Task list:
1. Name the five setting keys listed under "flinkConfigurations:" in the mailing-list thread, leaving off any trailing dots.
2. Duplicate the portion of the mailing-list thread starting with "On Wed, May" and going on through "to ADLSGen2 storage.".

Re: MSI Auth to Azure Storage Account with Flink Apache Operator not working

2023-05-17 Thread Surendra Singh Lilhore
Hi Derocco,

Good to hear that it is working. Let me create a Jira ticket and update the
document.

-Surendra


On Wed, May 17, 2023 at 9:29 PM DEROCCO, CHRISTOPHER  wrote:

> Surendra,
>
>
>
> Your recommended config change fixed my issue. Azure Managed Service
> Identity works for me now and I can write checkpoints to ADLSGen2 storage.
> My client id is the managed identity that is attached to the azure
> Kubernetes nodepools. For anyone else facing this issue, my configurations
> to get this working in the Kubernetes yaml are:
>
>
>
> flinkConfigurations:
>
> fs.azure.createRemoteFileSystemDuringInitialization: "true"
>
> fs.azure.account.oauth.provider.type..
> dfs.core.windows.net:
> *org.apache.flink.fs.shaded.hadoop3.org.apache.hadoop.fs.azurebfs.oauth2.MsiTokenProvider*
>
> fs.azure.account.oauth2.msi.tenant. .
> dfs.core.windows.net: 
>
> fs.azure.account.oauth2.client.id. .
> dfs.core.windows.net: 
>
> fs.azure.account.oauth2.client.endpoint. .

[Rows from a pointing dataset]
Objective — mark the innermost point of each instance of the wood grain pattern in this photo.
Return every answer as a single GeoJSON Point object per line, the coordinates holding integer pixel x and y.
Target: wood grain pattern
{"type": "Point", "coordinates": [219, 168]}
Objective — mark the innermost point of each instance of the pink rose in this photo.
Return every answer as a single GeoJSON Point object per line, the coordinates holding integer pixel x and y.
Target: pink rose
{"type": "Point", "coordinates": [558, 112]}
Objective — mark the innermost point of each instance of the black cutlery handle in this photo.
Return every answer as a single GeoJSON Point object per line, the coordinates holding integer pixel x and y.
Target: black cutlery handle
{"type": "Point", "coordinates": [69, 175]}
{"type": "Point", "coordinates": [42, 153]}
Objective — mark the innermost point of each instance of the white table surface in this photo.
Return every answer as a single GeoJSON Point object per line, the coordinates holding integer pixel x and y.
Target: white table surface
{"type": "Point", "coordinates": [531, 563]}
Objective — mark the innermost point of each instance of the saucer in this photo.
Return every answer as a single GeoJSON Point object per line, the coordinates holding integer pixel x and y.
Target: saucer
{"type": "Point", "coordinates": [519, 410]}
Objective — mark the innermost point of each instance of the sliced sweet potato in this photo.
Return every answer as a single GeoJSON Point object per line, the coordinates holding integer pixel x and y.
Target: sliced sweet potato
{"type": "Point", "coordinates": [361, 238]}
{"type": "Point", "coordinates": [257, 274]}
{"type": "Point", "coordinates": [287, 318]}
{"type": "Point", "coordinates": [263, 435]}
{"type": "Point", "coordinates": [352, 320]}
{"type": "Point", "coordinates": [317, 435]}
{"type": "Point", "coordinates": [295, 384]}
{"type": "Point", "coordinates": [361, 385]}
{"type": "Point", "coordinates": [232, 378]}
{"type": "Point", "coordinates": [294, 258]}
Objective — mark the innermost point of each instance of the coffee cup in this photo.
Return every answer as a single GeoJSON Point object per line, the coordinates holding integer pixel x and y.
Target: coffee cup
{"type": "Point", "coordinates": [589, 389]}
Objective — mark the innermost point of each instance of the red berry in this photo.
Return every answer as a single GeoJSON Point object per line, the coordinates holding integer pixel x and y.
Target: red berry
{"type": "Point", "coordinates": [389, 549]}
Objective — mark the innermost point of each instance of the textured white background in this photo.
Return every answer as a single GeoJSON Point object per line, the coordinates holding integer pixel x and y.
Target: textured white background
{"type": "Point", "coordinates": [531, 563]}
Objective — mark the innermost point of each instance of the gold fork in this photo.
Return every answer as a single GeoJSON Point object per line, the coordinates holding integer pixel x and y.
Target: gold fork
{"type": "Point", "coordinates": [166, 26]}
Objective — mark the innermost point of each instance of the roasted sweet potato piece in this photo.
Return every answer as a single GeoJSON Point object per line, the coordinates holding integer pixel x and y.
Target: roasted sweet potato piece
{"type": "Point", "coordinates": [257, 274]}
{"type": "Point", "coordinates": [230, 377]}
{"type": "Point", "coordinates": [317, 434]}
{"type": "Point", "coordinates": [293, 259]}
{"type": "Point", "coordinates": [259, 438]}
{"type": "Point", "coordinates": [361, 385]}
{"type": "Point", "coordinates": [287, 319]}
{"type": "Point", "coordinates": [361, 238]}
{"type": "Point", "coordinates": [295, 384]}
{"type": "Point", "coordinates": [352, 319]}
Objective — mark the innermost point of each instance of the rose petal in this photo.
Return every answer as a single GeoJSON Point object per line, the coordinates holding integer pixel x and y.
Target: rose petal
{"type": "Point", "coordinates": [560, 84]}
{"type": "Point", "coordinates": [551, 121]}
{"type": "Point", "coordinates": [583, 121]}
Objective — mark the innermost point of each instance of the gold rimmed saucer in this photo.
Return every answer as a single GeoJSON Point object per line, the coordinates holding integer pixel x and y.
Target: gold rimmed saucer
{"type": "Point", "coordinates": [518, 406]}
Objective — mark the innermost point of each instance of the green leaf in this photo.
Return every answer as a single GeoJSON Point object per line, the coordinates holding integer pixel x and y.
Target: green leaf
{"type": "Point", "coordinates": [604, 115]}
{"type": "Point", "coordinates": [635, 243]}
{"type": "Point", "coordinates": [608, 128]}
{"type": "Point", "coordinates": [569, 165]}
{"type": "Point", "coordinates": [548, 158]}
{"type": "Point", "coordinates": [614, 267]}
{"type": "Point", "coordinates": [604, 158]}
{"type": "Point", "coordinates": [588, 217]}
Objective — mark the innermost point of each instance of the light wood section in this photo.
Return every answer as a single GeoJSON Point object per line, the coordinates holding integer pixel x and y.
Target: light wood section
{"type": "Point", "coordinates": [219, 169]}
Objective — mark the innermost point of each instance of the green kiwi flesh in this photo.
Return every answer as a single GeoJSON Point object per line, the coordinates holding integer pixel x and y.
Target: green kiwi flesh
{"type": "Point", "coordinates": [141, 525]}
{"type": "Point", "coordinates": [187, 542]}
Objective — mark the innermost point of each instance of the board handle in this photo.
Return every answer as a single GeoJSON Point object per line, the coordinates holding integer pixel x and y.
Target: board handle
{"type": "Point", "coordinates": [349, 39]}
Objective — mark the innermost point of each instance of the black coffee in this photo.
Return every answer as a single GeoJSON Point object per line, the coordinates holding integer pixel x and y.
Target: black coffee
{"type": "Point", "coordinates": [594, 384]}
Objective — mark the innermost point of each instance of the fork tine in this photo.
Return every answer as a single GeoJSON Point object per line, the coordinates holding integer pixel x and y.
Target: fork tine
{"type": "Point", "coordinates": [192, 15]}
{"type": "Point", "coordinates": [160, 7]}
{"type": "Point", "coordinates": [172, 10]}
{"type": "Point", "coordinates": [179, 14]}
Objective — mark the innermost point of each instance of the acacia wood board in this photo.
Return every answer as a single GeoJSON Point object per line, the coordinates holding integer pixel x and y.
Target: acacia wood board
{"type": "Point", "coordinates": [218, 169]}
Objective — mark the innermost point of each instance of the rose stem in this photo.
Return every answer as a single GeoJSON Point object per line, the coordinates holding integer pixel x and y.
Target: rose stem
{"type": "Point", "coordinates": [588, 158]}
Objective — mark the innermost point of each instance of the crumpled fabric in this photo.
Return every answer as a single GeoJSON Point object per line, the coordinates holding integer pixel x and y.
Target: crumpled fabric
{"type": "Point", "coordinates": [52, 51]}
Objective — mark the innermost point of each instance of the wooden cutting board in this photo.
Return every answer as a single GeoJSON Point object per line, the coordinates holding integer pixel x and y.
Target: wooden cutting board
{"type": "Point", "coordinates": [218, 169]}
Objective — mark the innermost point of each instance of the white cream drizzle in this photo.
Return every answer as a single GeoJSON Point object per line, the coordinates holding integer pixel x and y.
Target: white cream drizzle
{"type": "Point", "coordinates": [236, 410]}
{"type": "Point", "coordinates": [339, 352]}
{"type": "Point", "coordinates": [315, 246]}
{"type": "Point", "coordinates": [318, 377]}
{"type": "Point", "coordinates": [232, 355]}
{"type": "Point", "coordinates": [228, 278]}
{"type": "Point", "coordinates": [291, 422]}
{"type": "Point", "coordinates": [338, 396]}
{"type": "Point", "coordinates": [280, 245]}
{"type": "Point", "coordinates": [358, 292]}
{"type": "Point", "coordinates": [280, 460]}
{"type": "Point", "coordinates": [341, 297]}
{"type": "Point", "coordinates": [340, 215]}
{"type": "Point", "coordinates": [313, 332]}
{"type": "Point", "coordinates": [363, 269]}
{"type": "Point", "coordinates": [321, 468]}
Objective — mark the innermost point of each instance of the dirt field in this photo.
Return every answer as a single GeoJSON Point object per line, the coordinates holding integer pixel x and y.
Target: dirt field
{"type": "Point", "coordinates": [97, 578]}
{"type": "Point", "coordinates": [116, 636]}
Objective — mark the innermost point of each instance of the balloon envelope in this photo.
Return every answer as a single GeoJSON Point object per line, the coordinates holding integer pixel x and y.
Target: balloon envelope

The replies:
1.
fs.azure.createRemoteFileSystemDuringInitialization
fs.azure.account.oauth.provider.type
fs.azure.account.oauth2.msi.tenant
fs.azure.account.oauth2.client.id
fs.azure.account.oauth2.client.endpoint

2.
On Wed, May 17, 2023 at 9:29 PM DEROCCO, CHRISTOPHER  wrote:

> Surendra,
>
>
>
> Your recommended config change fixed my issue. Azure Managed Service
> Identity works for me now and I can write checkpoints to ADLSGen2 storage.